EXTRAIT:
Le fabuleux dessein d’Amélie…
Comme bien des régions de France éloignées des grands centres producteurs de « richesses », la vallée de la Méouge (dans les Hautes-Alpes) se bat pour exister. Certains villages ont des représentants ouverts sur l’extérieur, qui acceptent d’être remis en question et se servent intelligemment des lois pour accueillir des jeunes, leur laissant le temps de trouver comment vivre et s’installer. Ils revivent. D’autres, en général villages de villégiature et de retraités refusant toute idée jugée dérangeante, font fuir la jeunesse et s’éteignent plus ou moins lentement.
Contrairement aux jeunes des années 70 qui se jetaient dans le fromage de chèvre et le macramé sans y rien connaître, il y a maintenant toute une jeunesse qui, refusant la consommation folle, réfléchit à une façon de vivre différente de la nôtre. Une qui polluerait moins (et peut-être un jour pas du tout). Une qui leur permettrait de travailler dans des domaines où ils sont compétents. D’être heureux dans leur boulot afin de bien le faire. Une qui leur permettrait de passer plus de temps à s’écouter plutôt qu’à se battre. De passer plus de temps avec leurs enfants plutôt que de confier à d’autres leur éducation. De vivre dans des lieux qu’ils aiment.

EXTRAITS DU MATÉRIEL:
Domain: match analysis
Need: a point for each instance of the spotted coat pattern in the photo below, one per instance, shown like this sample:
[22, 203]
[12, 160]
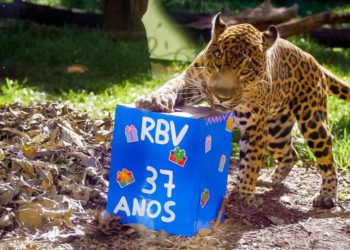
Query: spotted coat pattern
[269, 84]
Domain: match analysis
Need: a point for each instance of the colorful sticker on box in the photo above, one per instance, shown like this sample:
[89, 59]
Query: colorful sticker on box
[125, 177]
[204, 197]
[178, 156]
[131, 133]
[207, 143]
[229, 123]
[222, 163]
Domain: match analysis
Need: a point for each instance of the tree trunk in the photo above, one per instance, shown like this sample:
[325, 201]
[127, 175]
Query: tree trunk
[122, 18]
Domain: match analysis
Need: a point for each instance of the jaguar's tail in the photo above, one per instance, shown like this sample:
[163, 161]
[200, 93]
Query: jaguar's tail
[337, 87]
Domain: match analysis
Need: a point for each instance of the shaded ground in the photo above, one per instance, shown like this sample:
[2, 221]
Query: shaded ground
[286, 220]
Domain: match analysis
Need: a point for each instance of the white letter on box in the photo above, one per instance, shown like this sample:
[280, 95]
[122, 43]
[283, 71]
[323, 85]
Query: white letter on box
[177, 139]
[145, 129]
[151, 181]
[170, 212]
[162, 132]
[169, 185]
[137, 208]
[157, 212]
[122, 206]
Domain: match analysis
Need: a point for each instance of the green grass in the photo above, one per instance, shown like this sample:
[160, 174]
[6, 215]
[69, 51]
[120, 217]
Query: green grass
[42, 55]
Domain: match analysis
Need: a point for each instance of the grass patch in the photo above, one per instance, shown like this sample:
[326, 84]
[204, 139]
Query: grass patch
[42, 56]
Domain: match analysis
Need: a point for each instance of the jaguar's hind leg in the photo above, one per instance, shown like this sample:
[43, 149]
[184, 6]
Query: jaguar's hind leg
[313, 126]
[280, 145]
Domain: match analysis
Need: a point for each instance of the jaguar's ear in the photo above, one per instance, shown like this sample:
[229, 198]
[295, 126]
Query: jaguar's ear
[269, 37]
[218, 26]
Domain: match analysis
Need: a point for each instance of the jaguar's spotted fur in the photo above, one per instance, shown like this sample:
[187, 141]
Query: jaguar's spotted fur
[269, 84]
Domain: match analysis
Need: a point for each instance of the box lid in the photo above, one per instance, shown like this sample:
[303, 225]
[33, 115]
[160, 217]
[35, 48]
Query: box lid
[196, 112]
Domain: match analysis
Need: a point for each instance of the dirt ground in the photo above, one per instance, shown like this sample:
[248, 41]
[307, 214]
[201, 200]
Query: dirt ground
[42, 163]
[286, 220]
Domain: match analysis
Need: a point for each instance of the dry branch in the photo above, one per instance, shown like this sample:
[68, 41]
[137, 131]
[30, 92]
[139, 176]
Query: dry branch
[332, 37]
[308, 23]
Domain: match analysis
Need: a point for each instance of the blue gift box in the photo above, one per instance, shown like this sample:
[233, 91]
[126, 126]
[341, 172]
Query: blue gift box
[169, 170]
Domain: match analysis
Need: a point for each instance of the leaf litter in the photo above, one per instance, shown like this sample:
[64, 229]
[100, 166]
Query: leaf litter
[54, 164]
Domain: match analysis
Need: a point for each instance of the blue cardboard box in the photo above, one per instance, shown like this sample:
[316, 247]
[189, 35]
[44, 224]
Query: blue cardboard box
[169, 171]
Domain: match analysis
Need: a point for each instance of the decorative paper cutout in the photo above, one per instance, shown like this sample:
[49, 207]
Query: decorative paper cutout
[229, 123]
[178, 156]
[125, 177]
[131, 133]
[204, 197]
[222, 163]
[215, 119]
[207, 143]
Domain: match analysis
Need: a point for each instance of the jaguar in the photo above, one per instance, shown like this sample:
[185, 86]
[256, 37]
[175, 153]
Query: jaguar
[269, 84]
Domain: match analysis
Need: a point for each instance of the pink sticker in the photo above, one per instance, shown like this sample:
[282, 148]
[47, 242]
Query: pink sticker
[207, 143]
[222, 163]
[204, 197]
[178, 156]
[229, 123]
[125, 177]
[131, 133]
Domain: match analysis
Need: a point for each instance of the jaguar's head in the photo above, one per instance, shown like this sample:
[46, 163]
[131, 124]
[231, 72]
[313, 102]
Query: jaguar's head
[235, 61]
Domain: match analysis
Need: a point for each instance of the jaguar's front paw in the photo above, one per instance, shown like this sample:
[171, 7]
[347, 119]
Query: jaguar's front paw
[323, 201]
[155, 102]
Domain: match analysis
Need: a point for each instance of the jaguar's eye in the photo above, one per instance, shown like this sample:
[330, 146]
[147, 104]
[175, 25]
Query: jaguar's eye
[217, 53]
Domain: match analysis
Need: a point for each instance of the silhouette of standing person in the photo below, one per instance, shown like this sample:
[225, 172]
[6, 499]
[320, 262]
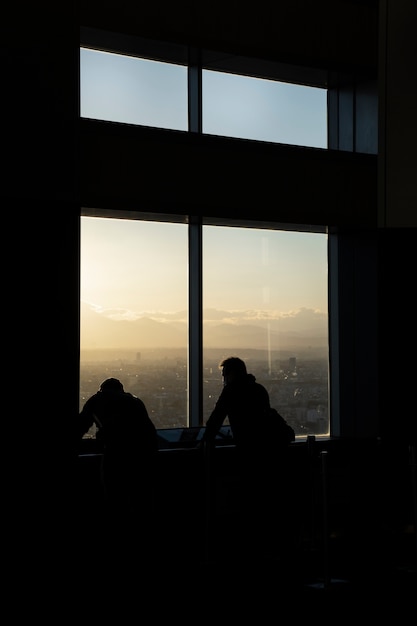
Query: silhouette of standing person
[130, 444]
[245, 402]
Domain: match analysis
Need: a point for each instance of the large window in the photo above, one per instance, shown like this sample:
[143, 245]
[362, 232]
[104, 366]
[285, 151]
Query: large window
[129, 89]
[164, 299]
[263, 298]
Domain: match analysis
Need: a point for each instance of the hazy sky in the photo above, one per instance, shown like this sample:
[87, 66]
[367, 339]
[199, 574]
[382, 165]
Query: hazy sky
[134, 268]
[141, 267]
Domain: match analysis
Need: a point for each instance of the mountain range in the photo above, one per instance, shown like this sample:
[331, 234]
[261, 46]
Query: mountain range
[303, 329]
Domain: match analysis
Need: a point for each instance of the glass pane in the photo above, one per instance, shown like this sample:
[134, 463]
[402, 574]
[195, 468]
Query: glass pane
[265, 300]
[134, 313]
[264, 110]
[127, 89]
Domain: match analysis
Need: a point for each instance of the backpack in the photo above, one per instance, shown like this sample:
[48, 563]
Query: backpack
[277, 429]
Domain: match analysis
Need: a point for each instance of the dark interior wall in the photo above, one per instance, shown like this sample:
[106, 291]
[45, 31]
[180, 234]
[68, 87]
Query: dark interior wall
[327, 33]
[216, 176]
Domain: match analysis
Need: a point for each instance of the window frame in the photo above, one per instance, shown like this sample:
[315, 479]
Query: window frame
[196, 59]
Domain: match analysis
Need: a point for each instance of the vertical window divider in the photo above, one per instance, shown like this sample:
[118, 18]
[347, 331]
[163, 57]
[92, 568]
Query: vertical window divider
[195, 107]
[195, 313]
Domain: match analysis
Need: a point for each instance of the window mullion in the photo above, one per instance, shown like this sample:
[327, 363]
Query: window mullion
[195, 330]
[195, 122]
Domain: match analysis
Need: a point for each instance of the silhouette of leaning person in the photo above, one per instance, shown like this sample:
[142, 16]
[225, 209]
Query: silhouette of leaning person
[130, 444]
[260, 465]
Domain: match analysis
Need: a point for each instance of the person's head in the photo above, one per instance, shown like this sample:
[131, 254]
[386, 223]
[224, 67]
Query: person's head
[232, 368]
[111, 384]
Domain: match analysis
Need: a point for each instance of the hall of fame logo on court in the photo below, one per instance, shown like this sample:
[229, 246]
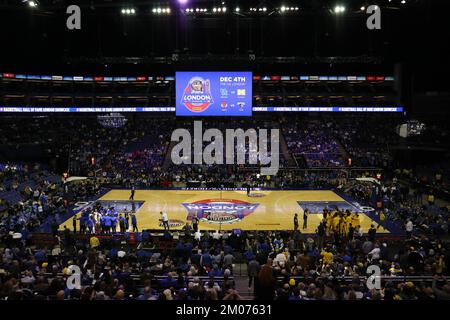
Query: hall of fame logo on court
[197, 94]
[217, 211]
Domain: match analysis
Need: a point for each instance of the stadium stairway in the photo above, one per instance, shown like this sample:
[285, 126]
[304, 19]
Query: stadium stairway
[167, 158]
[285, 151]
[241, 282]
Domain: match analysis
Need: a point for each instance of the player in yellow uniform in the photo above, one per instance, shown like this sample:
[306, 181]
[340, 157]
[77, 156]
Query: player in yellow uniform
[355, 220]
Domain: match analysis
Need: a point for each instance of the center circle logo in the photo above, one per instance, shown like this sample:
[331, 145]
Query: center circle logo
[197, 94]
[218, 211]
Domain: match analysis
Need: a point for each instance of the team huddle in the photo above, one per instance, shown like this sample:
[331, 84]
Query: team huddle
[344, 224]
[105, 220]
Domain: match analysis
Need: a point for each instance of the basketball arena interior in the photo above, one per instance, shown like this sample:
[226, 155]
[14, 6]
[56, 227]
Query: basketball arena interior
[202, 150]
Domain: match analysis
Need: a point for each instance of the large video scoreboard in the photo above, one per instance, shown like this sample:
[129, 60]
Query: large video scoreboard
[213, 93]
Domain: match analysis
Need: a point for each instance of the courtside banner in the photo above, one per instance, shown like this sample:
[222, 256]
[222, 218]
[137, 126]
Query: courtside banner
[213, 93]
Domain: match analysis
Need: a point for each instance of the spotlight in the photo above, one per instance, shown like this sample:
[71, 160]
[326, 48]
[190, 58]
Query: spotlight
[339, 9]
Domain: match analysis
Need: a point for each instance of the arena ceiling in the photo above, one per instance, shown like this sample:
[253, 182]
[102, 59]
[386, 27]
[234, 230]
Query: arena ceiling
[36, 38]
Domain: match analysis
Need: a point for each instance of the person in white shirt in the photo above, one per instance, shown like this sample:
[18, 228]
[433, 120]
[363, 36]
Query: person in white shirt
[197, 235]
[165, 220]
[216, 235]
[280, 260]
[375, 253]
[409, 228]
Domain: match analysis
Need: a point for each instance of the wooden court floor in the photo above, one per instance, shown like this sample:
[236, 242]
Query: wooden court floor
[227, 210]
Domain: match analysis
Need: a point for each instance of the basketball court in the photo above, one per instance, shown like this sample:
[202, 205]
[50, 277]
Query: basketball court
[227, 210]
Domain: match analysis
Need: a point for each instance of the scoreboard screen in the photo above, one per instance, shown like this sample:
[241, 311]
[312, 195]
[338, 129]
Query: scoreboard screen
[213, 93]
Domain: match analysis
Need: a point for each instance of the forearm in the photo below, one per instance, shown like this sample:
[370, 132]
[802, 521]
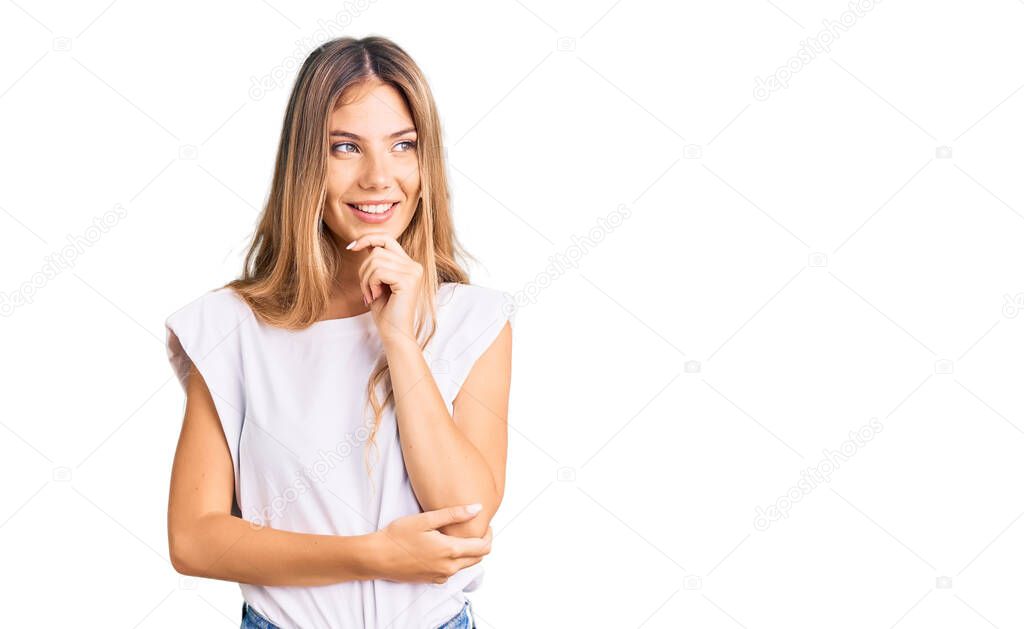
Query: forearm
[225, 547]
[444, 467]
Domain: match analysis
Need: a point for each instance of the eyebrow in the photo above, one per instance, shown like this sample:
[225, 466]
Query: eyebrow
[354, 136]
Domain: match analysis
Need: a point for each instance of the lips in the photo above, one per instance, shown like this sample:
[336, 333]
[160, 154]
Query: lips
[373, 207]
[378, 212]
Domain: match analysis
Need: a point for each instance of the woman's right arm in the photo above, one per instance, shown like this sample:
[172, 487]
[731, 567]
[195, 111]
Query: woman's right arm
[206, 540]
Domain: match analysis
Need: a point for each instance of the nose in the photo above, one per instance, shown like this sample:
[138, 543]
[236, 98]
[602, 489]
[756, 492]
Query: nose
[376, 172]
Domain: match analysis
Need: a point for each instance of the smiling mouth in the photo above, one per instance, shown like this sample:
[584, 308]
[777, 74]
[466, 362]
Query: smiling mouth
[374, 208]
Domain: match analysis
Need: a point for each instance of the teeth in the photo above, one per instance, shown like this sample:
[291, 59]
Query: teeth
[374, 209]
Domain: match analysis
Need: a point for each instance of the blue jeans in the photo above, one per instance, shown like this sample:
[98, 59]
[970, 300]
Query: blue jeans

CONSIGNE DONNÉE 1: Dans quel département l'extrait sur la vallée de la Méouge situe-t-il cette vallée ?
CONSIGNE DONNÉE 2:
Indiquez si chacune des affirmations suivantes concorde avec l'extrait sur la vallée de la Méouge, par oui ou non, en citant les mots décisifs du texte.
(a) Les jeunes des années 70 se lançaient dans le fromage de chèvre sans s'y connaître.
(b) Les villages de villégiature et de retraités attirent la jeunesse.
(c) Certains villages se servent des lois pour accueillir des jeunes.
CONSIGNE DONNÉE 3: Reprenez, s'il vous plaît, l'extrait sur la vallée de la Méouge à la suite de sa dernière phrase.

RÉPONSE 1: Dans les Hautes-Alpes.

RÉPONSE 2:
(a) Oui : « Contrairement aux jeunes des années 70 qui se jetaient dans le fromage de chèvre et le macramé sans y rien connaître »
(b) Non : « font fuir la jeunesse et s’éteignent plus ou moins lentement »
(c) Oui : « se servent intelligemment des lois pour accueillir des jeunes »

RÉPONSE 3:
Ils échangeraient volontiers carrière contre qualité de vie. Sans pour autant refuser le fameux « progrès », mais en le modérant. Belles idées et vaste programme direz-vous. C’est dans cet esprit qu’Amélie est arrivée.
Pleine d’enthousiasme et de compétences. Elle est posée, réfléchie, structurée, cette jeune femme. Elle a des diplômes, des idées, de l’énergie… Et c’est une rassembleuse. Il fût une époque où elle travaillait à Barret-sur-Méouge dans un grand centre d’accueil, colonie de vacances pour enfants des quartiers nord de Marseille.
Le centre a fermé en 2010. Il est à vendre. La vallée se meurt. Amélie nous rassemble donc : beaucoup de jeunes, quelques vieux. Il est possible de racheter et faire revivre ce grand lieu. Elle fait circuler un questionnaire : « Que vous manque-t-il dans la vallée ? Avez-vous des désirs, des idées pour faire revivre l’endroit ? Avez-vous envie de vous investir dans un projet en commun pour ce faire ? » Questions simples.
Depuis que je suis là, aucun politique n’a fait ce genre de sondage. Je suis étonnée par la qualité des projets proposés ce jour-là. Tous sont réfléchis : développement local, démarche participative, éducation populaire sont les trois piliers du projet collectif pour le rachat de ce grand centre – dit Alfa – où tout est déjà en place et aux normes pour accueillir des groupes, des résidences et proposer des services à la population.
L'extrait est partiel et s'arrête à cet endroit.